__Textauszug__.
Nach ein paar kleineren Reparaturen an den Kanzellenschieden, wurde die Oberfläche erneuert, dann stand dem Neuaufbau nichts mehr im Wege.

re: Die Zungen durchliefen mittlerweile das Ultraschallbad und konnten nach der Trocknung des Leimes (am Zungenfilz) wieder in ihre Kanzellen geschoben werden.

Die Überarbeitung der Mutzen war ebenso langwierig wie anstrengend, denn die Klappen waren in keinem guten Zustand.

Auf die Registermechanik folgten die neu belilzten Stecher, die Okavkoppel und schließlich der Klaviaturrahmen.

Hier bin ich beim Geradelegen der Klaviatur. Durch das Einleimen dünner Papierscheib-chen, werden die Tasten ausgerichtet.

Nachdem das Gehäuse so schön war, sollte die Registerblende dem in nichts nachstehen. Noch war es nicht so weit.

Die Umlenkungen durchliefen das Ultraschallbad und wurden anschließend mit Stahlwolle abgerieben.

Einige Polierdurchgänge später, war die Registerblende bereit für die neuen Filzführungen der Registerzüge.

Die stark baesnspruchten Drücker waren alle zerschlissen und erhielten neues Tuch.

Die Montage war dann wieder ein Fest für die Augen - schwarz, rot, weiß - einfach toll!

Noch toller sah das Werk dann im Gehäuse aus. Nun erfolgte ein erster Testlauf :-))))))))

__Bereitgestelltes Material__.

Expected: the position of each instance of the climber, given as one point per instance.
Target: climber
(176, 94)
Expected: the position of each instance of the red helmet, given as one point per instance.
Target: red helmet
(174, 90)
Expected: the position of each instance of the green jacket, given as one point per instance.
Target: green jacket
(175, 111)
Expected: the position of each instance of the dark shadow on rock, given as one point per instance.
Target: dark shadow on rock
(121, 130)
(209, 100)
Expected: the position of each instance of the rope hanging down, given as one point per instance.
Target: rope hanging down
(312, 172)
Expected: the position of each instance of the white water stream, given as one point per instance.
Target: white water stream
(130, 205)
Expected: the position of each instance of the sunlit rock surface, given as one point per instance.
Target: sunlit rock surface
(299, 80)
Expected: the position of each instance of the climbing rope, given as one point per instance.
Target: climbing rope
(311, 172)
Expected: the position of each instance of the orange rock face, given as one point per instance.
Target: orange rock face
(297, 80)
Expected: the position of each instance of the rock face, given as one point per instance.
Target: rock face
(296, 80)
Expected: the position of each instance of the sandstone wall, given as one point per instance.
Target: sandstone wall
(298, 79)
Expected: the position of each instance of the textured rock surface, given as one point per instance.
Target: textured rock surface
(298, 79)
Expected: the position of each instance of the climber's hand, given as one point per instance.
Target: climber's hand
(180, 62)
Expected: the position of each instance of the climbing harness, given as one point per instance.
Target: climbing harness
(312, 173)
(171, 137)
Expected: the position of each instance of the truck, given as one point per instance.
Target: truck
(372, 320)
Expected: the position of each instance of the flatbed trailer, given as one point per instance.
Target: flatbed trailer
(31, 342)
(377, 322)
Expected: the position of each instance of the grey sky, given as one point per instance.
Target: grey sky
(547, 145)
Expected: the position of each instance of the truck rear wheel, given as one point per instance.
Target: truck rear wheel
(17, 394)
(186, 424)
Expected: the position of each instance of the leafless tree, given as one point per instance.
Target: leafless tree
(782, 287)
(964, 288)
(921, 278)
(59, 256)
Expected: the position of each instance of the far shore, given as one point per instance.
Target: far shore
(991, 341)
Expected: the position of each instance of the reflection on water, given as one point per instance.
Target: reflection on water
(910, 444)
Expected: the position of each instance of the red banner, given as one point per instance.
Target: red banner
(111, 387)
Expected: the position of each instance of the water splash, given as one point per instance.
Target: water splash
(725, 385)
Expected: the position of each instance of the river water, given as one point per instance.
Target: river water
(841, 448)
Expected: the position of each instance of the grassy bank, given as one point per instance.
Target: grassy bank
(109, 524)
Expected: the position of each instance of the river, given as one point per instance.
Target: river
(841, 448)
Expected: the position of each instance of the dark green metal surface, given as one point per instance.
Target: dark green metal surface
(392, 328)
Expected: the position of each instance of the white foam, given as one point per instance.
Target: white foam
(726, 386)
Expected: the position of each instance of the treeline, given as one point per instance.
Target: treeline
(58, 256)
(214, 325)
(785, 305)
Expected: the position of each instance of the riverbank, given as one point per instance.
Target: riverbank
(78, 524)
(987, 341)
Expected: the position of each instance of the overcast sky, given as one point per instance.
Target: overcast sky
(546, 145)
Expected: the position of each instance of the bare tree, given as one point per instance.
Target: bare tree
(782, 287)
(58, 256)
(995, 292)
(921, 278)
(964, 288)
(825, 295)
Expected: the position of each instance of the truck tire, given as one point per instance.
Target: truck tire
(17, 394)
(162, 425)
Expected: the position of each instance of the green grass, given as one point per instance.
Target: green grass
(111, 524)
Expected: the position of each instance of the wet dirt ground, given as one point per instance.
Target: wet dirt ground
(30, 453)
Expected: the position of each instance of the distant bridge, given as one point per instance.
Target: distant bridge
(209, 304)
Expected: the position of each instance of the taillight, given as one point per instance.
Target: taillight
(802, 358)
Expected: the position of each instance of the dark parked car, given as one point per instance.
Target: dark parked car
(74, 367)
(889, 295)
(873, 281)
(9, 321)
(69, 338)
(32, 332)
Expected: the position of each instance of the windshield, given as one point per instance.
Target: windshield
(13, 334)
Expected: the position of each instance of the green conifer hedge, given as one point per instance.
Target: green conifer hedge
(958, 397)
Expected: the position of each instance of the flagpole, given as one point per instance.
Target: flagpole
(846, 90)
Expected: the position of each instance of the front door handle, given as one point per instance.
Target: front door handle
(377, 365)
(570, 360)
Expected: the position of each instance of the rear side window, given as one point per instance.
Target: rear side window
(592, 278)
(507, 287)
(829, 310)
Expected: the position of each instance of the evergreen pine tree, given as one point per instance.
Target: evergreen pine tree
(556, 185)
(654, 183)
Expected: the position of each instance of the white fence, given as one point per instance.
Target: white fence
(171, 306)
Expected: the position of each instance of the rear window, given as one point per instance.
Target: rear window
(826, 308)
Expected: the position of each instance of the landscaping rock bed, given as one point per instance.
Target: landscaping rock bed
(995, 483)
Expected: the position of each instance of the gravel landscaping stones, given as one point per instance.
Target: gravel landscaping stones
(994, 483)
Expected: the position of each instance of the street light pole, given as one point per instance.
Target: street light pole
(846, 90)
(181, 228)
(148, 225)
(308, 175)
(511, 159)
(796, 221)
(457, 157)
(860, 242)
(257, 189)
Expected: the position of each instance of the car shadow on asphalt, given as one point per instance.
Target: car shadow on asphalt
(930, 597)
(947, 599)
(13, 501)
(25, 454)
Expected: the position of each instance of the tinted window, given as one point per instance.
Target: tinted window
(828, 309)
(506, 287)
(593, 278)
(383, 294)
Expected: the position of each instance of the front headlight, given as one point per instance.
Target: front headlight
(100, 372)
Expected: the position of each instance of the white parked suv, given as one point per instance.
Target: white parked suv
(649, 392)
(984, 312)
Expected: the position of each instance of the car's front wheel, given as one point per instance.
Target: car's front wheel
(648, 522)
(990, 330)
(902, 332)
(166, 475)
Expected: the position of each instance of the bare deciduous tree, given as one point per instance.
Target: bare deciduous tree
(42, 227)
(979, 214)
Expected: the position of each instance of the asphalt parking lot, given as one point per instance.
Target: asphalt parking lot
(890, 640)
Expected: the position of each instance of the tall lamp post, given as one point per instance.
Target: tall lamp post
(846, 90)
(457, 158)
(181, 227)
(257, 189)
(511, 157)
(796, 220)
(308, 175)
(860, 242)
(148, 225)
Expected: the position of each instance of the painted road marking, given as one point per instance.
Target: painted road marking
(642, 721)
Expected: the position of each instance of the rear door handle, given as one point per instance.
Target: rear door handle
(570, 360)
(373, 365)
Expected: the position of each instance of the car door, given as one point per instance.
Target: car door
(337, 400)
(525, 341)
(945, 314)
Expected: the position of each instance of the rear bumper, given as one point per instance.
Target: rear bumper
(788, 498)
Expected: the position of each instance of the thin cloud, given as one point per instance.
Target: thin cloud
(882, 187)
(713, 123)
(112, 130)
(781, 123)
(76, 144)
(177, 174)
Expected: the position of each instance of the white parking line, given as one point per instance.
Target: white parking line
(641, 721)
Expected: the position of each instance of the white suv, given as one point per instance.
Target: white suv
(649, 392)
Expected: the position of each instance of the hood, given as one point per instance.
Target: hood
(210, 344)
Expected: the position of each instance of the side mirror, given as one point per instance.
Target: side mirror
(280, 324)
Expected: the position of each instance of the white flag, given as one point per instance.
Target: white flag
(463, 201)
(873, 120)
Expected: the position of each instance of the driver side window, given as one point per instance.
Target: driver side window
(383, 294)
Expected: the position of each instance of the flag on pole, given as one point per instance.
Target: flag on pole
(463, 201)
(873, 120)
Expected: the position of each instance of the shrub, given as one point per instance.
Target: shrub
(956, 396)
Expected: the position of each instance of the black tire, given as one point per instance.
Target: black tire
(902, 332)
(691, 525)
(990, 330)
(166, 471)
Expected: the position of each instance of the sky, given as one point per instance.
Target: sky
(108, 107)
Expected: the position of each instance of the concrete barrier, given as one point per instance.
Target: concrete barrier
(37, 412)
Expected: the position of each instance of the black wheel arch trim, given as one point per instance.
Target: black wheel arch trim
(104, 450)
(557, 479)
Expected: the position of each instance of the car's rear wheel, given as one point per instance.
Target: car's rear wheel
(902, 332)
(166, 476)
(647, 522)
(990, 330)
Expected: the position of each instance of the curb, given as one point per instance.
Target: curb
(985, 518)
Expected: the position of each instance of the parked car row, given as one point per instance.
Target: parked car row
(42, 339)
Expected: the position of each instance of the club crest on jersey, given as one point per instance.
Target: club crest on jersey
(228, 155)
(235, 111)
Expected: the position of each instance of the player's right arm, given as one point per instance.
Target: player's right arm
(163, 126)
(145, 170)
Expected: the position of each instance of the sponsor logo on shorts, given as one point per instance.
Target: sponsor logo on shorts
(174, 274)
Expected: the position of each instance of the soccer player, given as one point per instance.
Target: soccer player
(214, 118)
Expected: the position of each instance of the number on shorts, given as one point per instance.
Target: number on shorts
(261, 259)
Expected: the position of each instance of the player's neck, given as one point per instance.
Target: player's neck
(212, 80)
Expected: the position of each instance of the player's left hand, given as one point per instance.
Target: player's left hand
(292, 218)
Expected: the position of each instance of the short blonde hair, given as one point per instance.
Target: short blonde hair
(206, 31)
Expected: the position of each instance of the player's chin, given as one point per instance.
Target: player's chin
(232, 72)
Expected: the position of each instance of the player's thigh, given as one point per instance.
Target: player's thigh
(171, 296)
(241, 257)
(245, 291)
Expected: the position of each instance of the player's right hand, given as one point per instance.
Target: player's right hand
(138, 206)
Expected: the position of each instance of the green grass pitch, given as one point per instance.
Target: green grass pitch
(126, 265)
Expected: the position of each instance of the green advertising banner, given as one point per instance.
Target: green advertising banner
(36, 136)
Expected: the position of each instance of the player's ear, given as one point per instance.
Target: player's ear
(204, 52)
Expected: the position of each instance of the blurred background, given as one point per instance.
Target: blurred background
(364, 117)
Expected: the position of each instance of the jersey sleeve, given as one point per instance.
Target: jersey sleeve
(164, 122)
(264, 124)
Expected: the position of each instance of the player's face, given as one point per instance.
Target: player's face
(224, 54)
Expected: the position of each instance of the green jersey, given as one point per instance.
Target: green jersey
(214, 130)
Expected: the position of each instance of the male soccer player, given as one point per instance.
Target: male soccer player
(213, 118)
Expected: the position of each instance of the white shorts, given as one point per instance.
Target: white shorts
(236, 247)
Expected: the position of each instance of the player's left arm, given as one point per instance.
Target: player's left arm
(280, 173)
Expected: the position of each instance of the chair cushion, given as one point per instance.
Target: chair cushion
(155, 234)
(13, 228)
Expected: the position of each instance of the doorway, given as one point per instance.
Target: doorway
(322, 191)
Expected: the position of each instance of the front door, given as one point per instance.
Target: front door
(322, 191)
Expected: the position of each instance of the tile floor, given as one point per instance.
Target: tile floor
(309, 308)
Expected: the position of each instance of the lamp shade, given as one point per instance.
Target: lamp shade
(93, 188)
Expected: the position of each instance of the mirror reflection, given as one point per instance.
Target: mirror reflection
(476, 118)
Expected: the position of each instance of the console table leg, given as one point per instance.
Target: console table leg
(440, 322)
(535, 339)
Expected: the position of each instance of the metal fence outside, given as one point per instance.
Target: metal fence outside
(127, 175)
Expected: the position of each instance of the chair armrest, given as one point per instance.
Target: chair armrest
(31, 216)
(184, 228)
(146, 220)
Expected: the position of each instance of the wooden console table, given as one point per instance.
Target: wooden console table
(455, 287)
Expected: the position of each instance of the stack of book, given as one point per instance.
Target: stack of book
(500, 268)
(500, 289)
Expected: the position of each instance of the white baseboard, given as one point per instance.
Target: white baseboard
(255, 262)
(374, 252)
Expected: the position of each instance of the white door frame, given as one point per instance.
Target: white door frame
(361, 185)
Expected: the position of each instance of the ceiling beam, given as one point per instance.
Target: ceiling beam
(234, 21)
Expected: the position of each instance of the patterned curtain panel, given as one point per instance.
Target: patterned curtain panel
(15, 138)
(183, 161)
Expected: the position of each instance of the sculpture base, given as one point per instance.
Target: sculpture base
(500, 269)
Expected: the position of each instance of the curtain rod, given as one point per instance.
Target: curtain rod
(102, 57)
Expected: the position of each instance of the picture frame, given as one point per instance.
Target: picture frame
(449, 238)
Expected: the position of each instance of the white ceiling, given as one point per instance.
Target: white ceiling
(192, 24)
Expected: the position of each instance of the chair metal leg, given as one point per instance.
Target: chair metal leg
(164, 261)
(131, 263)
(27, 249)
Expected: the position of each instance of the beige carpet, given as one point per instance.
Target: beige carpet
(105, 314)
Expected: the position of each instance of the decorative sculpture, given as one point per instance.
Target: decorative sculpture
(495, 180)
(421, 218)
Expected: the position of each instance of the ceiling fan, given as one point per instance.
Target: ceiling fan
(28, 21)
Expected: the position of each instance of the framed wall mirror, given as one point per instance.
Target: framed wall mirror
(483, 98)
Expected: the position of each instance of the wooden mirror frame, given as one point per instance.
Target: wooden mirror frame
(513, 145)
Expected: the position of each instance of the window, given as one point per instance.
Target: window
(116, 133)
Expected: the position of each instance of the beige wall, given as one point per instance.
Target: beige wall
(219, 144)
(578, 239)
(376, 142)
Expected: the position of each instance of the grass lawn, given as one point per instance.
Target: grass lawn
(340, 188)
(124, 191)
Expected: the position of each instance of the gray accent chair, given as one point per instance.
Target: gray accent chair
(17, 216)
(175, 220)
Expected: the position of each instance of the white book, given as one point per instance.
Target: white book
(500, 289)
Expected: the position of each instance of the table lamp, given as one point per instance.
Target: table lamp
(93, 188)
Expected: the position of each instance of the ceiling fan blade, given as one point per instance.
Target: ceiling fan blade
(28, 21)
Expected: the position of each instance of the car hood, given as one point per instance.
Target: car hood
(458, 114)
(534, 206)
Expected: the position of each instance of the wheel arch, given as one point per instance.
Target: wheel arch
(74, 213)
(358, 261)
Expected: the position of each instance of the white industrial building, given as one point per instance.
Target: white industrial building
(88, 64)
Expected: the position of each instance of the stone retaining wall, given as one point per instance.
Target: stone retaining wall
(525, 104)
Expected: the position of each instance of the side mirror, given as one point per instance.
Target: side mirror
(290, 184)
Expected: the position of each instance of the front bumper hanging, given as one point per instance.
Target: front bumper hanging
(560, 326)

__Aufgabe__. Setze den Bericht über die Restaurierung des Instruments bitte im Anschluss an seinen letzten Satz fort.

__Musterlösung__.
Wie man auf dem ersten Bild (ganz oben) sehen kann, fehlte der 3. Kniehebel, welcher nun anhand eines Musters (im Bild) nachgefertigt wurde.

Bevor es an die Lackierung ging, wurde der Hebel einmal ausprobiert. Die Mechanik ist denkbar einfach, aber es sollte sich nichts gegenseitig behindern.

Dann wurden auch diese Teile leicht überbeizt und mit Schellack behandelt.

Sieht aus, als wäre er nie weg gewesen.

Die originale Rückwand aus dünnen Holzrahmen mit Hasenstallgitter war nicht mehr zu gebrauchen und wurde durch einen Neubau ersetzt.

Die Schallöffnungen erhielten neue Stoffbespannungen.

Die ausgleichende Intonation und Stimmung, erfolgte in vorhandener Tonhöhe.

Gerade noch rechtzeitig, kamen die seit Wochen erwarteten Trittrahmen vom Galvanikbetrieb.

So muss das aussehen!!!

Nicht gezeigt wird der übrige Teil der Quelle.